Action item: Omitting every picture, output the records below exactly, please.

•••

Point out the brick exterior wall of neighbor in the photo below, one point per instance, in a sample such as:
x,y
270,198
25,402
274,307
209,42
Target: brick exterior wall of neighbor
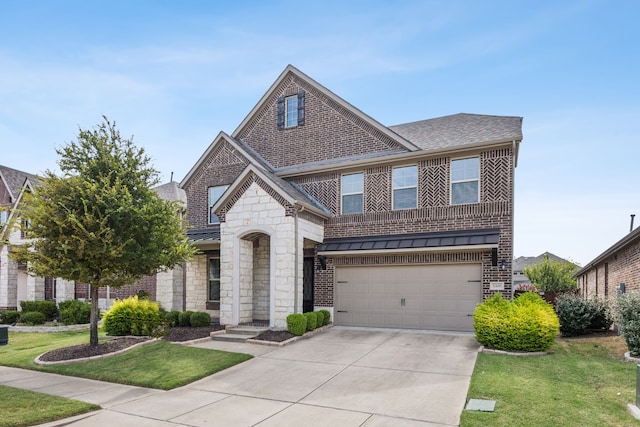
x,y
602,279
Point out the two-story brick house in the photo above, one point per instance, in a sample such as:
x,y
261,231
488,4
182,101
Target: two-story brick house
x,y
310,203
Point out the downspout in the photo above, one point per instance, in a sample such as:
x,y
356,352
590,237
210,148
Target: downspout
x,y
297,252
513,210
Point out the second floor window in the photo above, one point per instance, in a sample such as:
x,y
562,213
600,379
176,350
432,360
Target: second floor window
x,y
352,193
465,177
214,195
405,187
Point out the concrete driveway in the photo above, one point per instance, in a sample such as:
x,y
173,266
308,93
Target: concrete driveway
x,y
341,377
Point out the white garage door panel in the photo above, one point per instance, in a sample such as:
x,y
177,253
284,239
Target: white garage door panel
x,y
418,296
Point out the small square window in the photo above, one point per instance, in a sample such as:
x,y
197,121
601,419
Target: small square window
x,y
214,195
352,193
291,111
405,187
465,180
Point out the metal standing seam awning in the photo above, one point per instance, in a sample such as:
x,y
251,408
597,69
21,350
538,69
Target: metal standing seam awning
x,y
417,242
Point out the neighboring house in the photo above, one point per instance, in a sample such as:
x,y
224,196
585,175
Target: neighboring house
x,y
311,204
16,285
616,269
520,263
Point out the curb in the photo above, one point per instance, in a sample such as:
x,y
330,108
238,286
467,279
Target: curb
x,y
513,353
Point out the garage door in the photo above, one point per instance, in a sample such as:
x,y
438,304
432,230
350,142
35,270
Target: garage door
x,y
440,297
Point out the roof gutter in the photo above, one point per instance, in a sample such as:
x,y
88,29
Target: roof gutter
x,y
410,155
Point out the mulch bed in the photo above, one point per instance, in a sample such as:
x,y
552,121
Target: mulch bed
x,y
176,334
275,336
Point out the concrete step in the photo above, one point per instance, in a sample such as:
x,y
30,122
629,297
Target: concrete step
x,y
247,330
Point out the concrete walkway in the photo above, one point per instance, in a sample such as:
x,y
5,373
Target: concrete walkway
x,y
342,377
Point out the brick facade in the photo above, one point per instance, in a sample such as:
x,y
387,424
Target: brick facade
x,y
601,279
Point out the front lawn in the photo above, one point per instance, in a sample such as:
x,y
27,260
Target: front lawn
x,y
161,364
583,382
25,408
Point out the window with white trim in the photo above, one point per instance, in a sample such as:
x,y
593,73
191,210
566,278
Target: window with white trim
x,y
465,181
214,279
214,195
352,193
405,187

•••

Answer for the task:
Point out the brick exterior wall of neighbor in the photo below, one point per instance, in a sample such as:
x,y
270,198
25,402
274,307
209,42
Target: brick exterior wall of neighbor
x,y
602,279
Point out the two-story brick house in the photo above, one point per instance, in a sample such as:
x,y
261,231
488,4
182,101
Target: two-story brick house
x,y
310,203
Point out the downspout in the photo above, one point per instance, in a sample such as:
x,y
356,352
590,237
210,148
Target: downspout
x,y
297,252
513,210
Point out the second floor window in the photo above, one point per instance, in a sample such as:
x,y
562,213
600,379
176,350
432,360
Target: second floor window
x,y
352,193
465,177
214,195
405,187
Point out the concrete driveway in the photo above, one point per instance, in a sample such as:
x,y
173,266
308,93
Target: concrete driveway
x,y
341,377
Point out the white garage door panel in the photo above, one point per instance, in a sample such as:
x,y
177,253
284,239
Target: white garage door panel
x,y
418,296
Point out the small square window in the photo above, one point per instance, in a sample such as:
x,y
197,121
601,419
Target: small square window
x,y
214,195
352,193
291,111
405,187
465,180
Point out the metal standing seam awning in the photo above, one point per instance, in a sample such as:
x,y
251,408
597,69
21,350
538,69
Target: metal standing seam awning
x,y
417,242
Point out the neighboring house in the photo above, one point per instance, in a sample such as:
x,y
224,196
585,175
Target: neighboring house
x,y
311,204
16,285
616,269
520,263
Point out the curb in the photo above, one point per instance, in a sample such as:
x,y
330,108
238,286
467,279
Target: curb
x,y
513,353
Point out the garage door in the photo above, one point per instance, in a sample such as:
x,y
438,304
432,230
350,142
35,270
Target: garage door
x,y
440,297
Point out the roof gutter in the photo above, one point per instance, in a sample such as:
x,y
88,29
Target: roof gutter
x,y
410,155
Point out the mulch bed in the photo above, one point per instance, in a sample such as:
x,y
552,121
Target: mulch bed
x,y
176,334
275,336
Point out the concrete step in the photo above, one point per instance, in a sample such as:
x,y
30,122
629,297
Target: concrete step
x,y
247,330
Point out the concrete walkway in the photo above, one point per instance, in a sample such as:
x,y
5,373
Target: concrete walkway
x,y
342,377
Point out the brick facade in the photo above, one point per instance, in a sample such as:
x,y
387,424
Target: brick facade
x,y
601,279
Point out the front lawn in the photo above, one point per instance, in a sample such as:
x,y
27,260
Target: front lawn
x,y
161,364
583,382
25,408
Point out the window with white trim in the photo above, one point per instance, in a sample such as:
x,y
593,73
191,210
566,278
Target: window with white trim
x,y
465,181
214,279
214,195
352,193
405,187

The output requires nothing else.